§ List of tasks
[1] Answer these questions from the housebuilding blog post, each in a line labeled to match:
(a) What was Barratt's output in FY16?
(b) How many staff do the newer regional builders typically have?
(c) What two kinds of work do the much smaller builders currently tend to focus on?
[2] The final paragraph of the housebuilding blog post names things a small builder must carry that make the £150k profit less feasible than it sounds. List every one of them.

Philip Barnes – Blog



One of the commonly cited reasons for new home delivery undershooting the level of need is the underperformance of the larger housebuilders. This is simply not the case. In Barratt our output in FY16 was 17,319, up 53% on just 4 years ago. We are doing our bit. Not just increasing volume but broadening the house types and locations. More smaller products for first time buyers and more towns where we haven’t built for a while.  Our S106 Agreements deliver more affordable homes than any other organisation in the UK.

The real problems are the limited number of organisations who actually build new homes and the limited number of extra sales outlets.

Regional Builders

So how can we broaden the supply base with more smaller builders and more output from housing associations? And what has been going wrong?

There is no doubt there are more regional builders out there looking for sites. Typically they are often relatively new companies, with say 10 – 20 staff.  They have secured development funding and are looking for sites of say 20 – 80 units. Generally looking for consented sites but, as they grow then looking for subject-to-planning deals with landowners. With more support from Government (expected in the Autumn Statement) it seems clear we will see more new regional firms and existing ones growing.

Small Builders

For the much smaller builders (firms of c3-10 people, plus a local supply chain of tradesmen) there is perhaps less optimism in terms of major inroads into the build-for-sale market. They currently tend to focus on focus on residential/commercial extensions or one-off ‘grand designs’ commissions from clients who have secured their own consents. There is usually not enough profit to offset the risks associated with buying sites, securing consent and selling homes, even if development funding could be secured.

The problem is a lack of supply of consented sites to these smaller builders.

There are no land promoters out there securing consents and selling them on to the small builders. How could there be? For two houses at £250k (above the UK average selling price) the consented land value may be c£200k. If a promoter gets a 20% that means £40k. Completely unviable given the costs and complexity of the UK land market and planning process.

So what if the small builder tried to secure the land then get the planning consent themself. Well again for 2 plots at £500k GDV, the maths might work out at c£200k for the build, £100k for the land and the unconsented planning costs at £50k leaving a profit of £150k. That sounds feasible until you consider the builder needs to carry planning risks and delay, staff costs during the whole process, interest charges on finance and, above all, the sales risks and costs. Whilst you can play around with the maths (and every deal is different) the reality is that small speculative housebuilding projects are highly risky.

§ Given information
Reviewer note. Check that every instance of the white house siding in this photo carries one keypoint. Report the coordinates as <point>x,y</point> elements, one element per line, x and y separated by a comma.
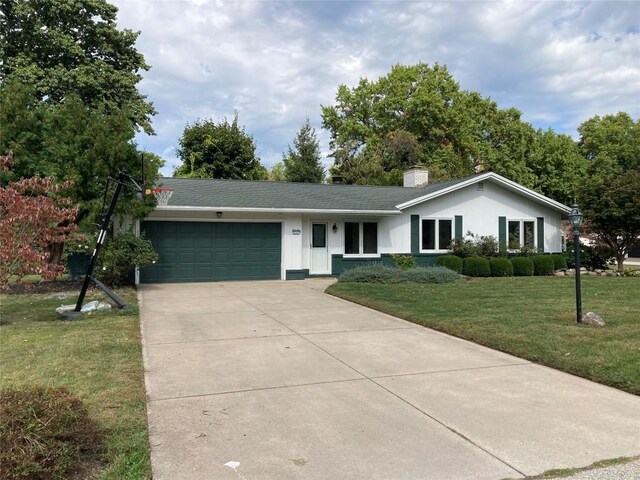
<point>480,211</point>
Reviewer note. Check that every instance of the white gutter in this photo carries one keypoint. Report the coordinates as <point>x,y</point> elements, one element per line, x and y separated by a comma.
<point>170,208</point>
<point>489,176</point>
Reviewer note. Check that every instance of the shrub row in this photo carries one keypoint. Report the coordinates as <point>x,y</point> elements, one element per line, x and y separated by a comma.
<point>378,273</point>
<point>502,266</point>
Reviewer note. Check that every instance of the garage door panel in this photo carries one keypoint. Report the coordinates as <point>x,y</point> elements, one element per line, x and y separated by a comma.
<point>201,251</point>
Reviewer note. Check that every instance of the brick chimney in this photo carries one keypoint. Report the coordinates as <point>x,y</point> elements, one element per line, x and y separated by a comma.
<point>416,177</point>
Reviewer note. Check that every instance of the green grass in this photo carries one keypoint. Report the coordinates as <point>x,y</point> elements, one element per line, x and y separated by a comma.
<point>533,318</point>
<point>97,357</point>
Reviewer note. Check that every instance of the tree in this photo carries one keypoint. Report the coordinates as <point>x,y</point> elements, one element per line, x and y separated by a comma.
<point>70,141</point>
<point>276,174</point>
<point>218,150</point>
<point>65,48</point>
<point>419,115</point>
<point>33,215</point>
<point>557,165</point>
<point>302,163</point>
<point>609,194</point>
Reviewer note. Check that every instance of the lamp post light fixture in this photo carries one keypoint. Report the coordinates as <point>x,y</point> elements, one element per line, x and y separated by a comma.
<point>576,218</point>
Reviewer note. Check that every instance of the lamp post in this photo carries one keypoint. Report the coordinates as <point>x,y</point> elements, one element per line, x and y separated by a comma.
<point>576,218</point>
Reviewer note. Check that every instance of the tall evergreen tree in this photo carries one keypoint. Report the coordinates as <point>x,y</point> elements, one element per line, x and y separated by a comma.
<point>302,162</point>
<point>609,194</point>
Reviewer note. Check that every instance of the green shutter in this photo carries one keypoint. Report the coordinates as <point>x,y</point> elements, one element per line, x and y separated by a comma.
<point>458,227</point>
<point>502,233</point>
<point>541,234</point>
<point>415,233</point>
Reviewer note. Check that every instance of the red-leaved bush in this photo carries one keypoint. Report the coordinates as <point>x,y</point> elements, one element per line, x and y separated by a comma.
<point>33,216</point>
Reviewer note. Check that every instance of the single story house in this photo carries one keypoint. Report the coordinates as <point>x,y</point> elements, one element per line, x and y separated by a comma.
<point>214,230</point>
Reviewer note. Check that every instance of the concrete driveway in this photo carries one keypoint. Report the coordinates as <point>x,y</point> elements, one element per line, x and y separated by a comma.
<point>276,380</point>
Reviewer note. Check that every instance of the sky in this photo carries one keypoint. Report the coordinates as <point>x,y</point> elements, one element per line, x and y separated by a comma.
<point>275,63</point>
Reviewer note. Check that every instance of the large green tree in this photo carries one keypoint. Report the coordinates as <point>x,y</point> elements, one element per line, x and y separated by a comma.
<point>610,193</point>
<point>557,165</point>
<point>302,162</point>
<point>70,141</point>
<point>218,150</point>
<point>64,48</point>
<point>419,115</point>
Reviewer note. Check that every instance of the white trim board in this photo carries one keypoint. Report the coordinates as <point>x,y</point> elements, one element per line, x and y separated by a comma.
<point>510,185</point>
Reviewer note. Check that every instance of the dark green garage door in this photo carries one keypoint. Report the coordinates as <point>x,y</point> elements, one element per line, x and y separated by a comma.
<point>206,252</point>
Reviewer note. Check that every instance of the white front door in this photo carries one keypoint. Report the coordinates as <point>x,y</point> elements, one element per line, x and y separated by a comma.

...

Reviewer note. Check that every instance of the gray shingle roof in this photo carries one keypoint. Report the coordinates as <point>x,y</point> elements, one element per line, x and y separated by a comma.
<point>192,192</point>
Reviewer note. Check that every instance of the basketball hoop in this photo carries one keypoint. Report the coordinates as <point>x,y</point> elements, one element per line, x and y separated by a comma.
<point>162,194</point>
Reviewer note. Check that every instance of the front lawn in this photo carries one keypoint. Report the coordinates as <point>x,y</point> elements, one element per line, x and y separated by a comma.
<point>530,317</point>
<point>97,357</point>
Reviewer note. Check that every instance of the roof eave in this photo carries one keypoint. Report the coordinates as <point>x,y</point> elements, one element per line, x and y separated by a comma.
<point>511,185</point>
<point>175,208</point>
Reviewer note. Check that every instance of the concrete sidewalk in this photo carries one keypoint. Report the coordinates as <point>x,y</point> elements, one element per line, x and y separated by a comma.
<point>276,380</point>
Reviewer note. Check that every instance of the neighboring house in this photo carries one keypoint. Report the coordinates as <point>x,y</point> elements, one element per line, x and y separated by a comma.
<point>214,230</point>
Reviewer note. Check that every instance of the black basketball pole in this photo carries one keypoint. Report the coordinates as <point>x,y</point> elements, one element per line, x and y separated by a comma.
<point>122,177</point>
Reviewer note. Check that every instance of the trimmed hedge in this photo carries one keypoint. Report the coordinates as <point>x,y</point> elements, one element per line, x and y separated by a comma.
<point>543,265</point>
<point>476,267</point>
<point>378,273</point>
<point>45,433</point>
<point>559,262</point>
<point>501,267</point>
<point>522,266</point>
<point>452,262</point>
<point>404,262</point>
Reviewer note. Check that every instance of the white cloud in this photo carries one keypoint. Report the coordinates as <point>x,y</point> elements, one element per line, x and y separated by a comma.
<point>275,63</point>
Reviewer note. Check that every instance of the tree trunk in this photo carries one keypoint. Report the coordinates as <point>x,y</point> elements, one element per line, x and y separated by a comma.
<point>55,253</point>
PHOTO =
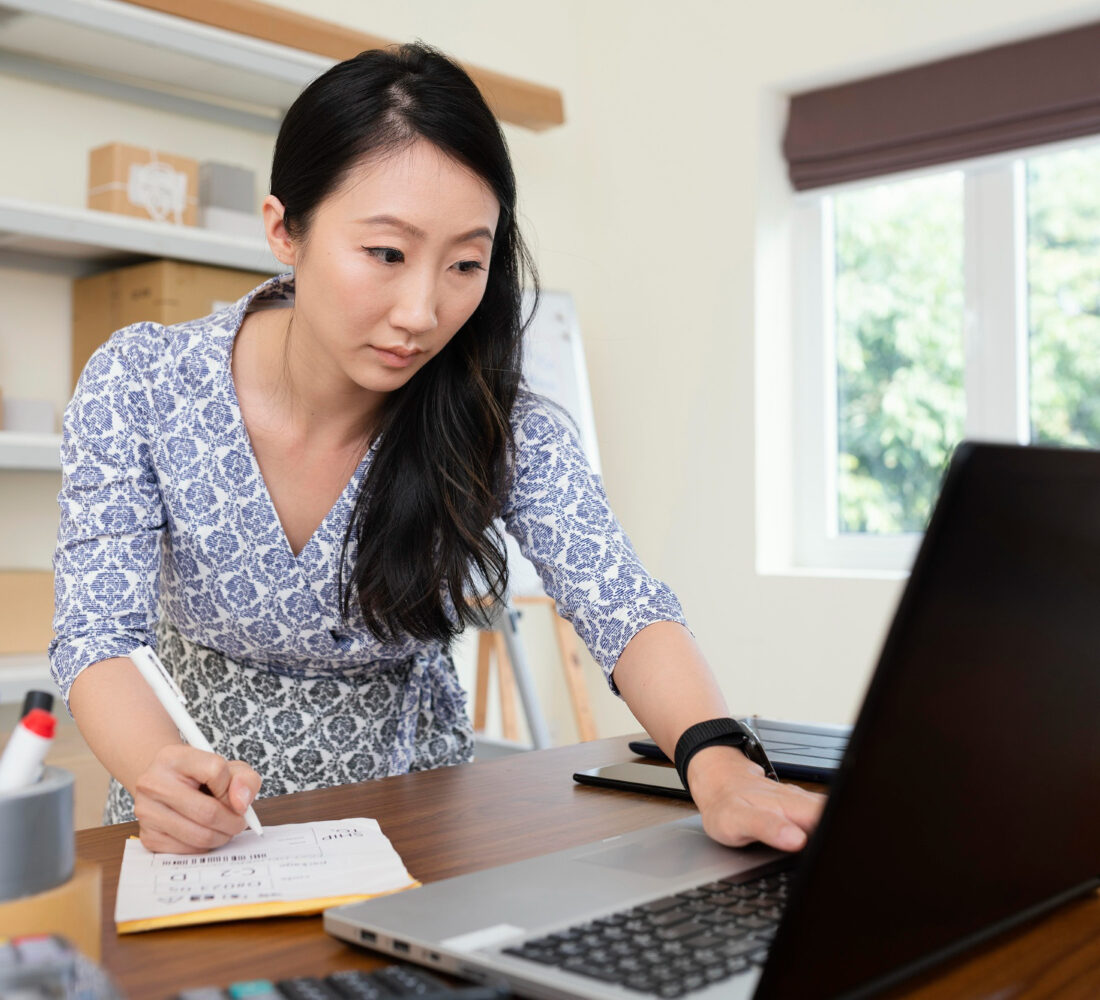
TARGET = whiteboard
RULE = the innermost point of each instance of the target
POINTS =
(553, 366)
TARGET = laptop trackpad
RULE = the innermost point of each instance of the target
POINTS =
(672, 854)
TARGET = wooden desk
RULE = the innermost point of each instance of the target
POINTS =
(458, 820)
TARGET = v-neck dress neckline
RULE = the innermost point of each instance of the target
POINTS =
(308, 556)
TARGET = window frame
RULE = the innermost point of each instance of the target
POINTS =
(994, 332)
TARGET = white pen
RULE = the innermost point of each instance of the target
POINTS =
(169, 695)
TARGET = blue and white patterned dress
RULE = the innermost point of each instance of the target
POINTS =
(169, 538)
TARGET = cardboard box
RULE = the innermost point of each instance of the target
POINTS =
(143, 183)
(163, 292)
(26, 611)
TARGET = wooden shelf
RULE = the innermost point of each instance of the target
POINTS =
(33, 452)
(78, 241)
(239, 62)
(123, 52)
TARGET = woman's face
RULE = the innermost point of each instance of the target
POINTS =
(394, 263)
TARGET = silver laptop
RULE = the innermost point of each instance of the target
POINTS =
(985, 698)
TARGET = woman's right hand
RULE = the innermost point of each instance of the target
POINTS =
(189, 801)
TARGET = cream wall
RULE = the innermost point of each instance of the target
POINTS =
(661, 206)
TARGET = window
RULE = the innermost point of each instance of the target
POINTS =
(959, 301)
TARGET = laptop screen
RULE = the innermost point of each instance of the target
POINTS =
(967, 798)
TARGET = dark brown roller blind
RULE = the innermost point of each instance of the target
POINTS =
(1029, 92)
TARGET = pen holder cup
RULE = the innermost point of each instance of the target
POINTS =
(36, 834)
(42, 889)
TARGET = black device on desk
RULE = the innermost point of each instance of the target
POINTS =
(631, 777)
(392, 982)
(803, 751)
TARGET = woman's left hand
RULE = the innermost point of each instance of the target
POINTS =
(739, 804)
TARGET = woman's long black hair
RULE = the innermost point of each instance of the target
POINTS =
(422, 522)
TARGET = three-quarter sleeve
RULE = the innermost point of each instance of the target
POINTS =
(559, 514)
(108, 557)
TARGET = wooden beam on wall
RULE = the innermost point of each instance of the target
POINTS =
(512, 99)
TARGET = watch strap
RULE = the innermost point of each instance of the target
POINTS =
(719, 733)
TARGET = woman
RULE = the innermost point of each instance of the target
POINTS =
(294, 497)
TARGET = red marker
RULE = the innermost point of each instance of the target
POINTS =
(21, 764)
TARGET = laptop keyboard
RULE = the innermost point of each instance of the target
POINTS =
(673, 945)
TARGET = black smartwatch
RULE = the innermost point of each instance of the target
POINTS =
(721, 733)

§ Solutions for each task
[1]
(a) 17,319, up 53% on four years earlier.
(b) Say 10–20 staff.
(c) Residential/commercial extensions, and one-off "grand designs" commissions from clients who have secured their own consents.

[2]
- Planning risks and delay
- Staff costs during the whole process
- Interest charges on finance
- Sales risks and costs